Given records |
== Segment start ==
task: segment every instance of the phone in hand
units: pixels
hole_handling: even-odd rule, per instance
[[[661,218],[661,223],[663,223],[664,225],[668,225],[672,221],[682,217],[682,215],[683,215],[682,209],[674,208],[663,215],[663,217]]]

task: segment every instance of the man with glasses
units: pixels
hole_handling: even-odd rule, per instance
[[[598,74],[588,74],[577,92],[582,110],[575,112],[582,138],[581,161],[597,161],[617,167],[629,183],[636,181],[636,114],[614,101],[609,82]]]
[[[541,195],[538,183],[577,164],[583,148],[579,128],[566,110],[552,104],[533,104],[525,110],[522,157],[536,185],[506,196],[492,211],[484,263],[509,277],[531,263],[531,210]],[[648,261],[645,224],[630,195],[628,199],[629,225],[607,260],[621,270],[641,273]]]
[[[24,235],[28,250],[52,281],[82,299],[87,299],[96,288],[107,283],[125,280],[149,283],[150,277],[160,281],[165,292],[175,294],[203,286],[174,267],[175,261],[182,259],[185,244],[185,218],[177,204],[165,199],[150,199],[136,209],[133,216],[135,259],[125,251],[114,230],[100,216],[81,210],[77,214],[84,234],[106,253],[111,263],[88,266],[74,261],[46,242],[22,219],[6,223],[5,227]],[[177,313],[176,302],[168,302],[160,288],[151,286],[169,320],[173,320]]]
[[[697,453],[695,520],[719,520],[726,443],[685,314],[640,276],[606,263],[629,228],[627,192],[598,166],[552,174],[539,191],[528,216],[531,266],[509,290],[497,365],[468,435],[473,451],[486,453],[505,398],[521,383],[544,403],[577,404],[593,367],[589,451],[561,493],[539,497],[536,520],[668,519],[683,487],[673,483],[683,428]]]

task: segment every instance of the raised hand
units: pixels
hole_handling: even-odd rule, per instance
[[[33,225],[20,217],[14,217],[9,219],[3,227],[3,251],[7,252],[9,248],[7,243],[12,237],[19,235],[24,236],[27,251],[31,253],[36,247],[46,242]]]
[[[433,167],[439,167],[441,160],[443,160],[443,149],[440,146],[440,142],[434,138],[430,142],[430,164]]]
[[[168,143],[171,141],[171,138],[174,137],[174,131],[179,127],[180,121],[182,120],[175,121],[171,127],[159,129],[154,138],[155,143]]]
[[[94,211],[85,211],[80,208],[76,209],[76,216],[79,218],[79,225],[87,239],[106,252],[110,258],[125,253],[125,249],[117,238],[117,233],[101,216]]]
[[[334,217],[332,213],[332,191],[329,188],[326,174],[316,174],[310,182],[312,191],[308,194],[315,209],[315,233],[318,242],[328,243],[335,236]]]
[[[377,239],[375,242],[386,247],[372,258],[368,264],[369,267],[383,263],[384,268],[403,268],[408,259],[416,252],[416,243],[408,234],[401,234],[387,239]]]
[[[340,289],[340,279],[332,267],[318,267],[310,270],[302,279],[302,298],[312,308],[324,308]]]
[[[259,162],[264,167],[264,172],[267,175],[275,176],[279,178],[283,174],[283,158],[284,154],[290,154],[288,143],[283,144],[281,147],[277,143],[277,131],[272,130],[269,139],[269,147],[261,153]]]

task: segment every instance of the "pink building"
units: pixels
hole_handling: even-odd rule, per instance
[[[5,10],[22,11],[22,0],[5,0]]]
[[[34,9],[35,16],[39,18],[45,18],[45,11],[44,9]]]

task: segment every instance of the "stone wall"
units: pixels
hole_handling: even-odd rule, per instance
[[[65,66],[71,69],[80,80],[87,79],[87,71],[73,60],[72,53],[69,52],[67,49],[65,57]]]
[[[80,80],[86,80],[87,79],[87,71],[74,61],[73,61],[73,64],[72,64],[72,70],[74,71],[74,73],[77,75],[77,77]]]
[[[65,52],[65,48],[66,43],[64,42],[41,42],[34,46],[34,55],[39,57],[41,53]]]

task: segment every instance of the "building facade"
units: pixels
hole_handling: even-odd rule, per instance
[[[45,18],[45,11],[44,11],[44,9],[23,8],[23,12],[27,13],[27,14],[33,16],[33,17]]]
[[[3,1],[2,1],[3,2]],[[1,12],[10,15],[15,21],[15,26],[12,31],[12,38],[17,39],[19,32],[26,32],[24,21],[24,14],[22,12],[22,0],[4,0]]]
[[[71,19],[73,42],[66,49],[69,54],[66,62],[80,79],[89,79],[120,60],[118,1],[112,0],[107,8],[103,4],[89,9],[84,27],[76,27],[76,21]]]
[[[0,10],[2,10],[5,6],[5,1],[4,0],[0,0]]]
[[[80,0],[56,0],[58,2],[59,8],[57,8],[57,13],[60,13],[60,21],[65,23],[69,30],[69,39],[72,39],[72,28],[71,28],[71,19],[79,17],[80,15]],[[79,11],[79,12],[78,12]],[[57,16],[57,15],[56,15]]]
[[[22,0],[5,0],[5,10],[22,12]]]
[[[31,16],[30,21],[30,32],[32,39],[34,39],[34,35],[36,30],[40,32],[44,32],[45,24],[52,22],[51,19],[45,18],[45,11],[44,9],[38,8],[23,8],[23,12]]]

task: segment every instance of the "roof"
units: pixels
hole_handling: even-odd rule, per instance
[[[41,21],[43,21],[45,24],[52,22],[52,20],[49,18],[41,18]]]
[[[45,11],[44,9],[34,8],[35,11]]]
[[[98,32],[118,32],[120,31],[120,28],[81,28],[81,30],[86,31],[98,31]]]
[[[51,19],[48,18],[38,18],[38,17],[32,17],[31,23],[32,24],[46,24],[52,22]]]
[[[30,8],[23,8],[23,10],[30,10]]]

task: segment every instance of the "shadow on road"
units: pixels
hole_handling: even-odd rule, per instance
== Segment end ==
Required action | Gather all lines of the records that include the word "building".

Exercise answer |
task: segment every instance of the "pink building"
task: segment every instance of the "building facade"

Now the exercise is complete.